*TRECHO DO TEXTO*.
Passados 90 anos do registro de sua morte, em 1934, em Juazeiro do Norte, num dia 20 de julho como hoje, Padre Cícero Romão Batista segue como um ímã. Sua figura é muito maior do que a daquele tempo. É assim que entendem e são atraídos os pesquisadores, religiosos e a gente romeira que o segue e o santifica espontaneamente desde então. Para muitos, aquele momento foi a sua transição para os altares populares, dos domicílios mais modestos aos vários locais públicos e espaços sagrados da "Joazeiro" que ele ajudou a fundar. O fenômeno religioso se consolidou antes do aval da Igreja Católica Apostólica Romana, que o reabilitou e avalia para ele uma provável vaga nos altares oficiais da Santa Sé.

"No imaginário popular, Padre Cícero não morreu, ele se mudou. Isso a gente escuta muito do romeiro. Para o romeiro, ele permanece vivo na sua luta, sua presença. Padre Cícero é considerado Patriarca do Juazeiro e o Conselheiro do Sertão. Então, nesta romaria de morte, é celebrada a memória dos 90 anos e sua passagem para a eternidade", descreve José Carlos dos Santos, pesquisador e professor de Filosofia da Universidade Regional do Cariri (Urca) e do Instituto Federal de Educação, Ciência e Tecnologia do Ceará (IFCE). Este sábado será o fechamento da programação festiva e romaria celebrativa na cidade.

*O QUE FAZER*. Reproduza sem nenhuma alteração a parte do texto sobre Padre Cícero que se inicia nas palavras "Passados 90 anos" e vai até "da Santa Sé.".

*DADOS EXIBIDOS*.
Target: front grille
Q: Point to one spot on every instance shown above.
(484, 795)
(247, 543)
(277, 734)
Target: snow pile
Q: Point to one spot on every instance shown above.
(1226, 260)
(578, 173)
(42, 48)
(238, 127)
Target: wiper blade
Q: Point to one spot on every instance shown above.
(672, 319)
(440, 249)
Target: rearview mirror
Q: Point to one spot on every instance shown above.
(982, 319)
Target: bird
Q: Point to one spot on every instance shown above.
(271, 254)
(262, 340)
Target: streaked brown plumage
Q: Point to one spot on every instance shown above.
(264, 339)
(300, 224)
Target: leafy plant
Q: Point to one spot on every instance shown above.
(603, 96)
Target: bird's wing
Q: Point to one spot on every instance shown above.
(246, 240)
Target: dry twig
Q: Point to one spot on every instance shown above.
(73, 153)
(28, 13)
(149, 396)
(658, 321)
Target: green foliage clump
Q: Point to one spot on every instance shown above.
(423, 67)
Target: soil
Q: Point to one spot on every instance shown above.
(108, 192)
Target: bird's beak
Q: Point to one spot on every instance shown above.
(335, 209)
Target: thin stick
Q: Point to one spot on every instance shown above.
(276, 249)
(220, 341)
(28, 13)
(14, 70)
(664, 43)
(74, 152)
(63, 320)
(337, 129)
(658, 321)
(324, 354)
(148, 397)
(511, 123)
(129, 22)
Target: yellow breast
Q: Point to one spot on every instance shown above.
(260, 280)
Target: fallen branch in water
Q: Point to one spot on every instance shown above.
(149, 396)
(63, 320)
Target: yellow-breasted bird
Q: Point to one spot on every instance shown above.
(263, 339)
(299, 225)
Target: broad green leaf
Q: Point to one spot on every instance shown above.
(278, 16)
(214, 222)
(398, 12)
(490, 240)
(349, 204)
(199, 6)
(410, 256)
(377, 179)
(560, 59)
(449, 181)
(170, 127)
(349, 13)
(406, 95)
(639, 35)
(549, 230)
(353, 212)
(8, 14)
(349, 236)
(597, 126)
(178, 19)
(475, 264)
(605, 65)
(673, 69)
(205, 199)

*RESPOSTA À TAREFA*.
Passados 90 anos do registro de sua morte, em 1934, em Juazeiro do Norte, num dia 20 de julho como hoje, Padre Cícero Romão Batista segue como um ímã. Sua figura é muito maior do que a daquele tempo. É assim que entendem e são atraídos os pesquisadores, religiosos e a gente romeira que o segue e o santifica espontaneamente desde então. Para muitos, aquele momento foi a sua transição para os altares populares, dos domicílios mais modestos aos vários locais públicos e espaços sagrados da "Joazeiro" que ele ajudou a fundar. O fenômeno religioso se consolidou antes do aval da Igreja Católica Apostólica Romana, que o reabilitou e avalia para ele uma provável vaga nos altares oficiais da Santa Sé.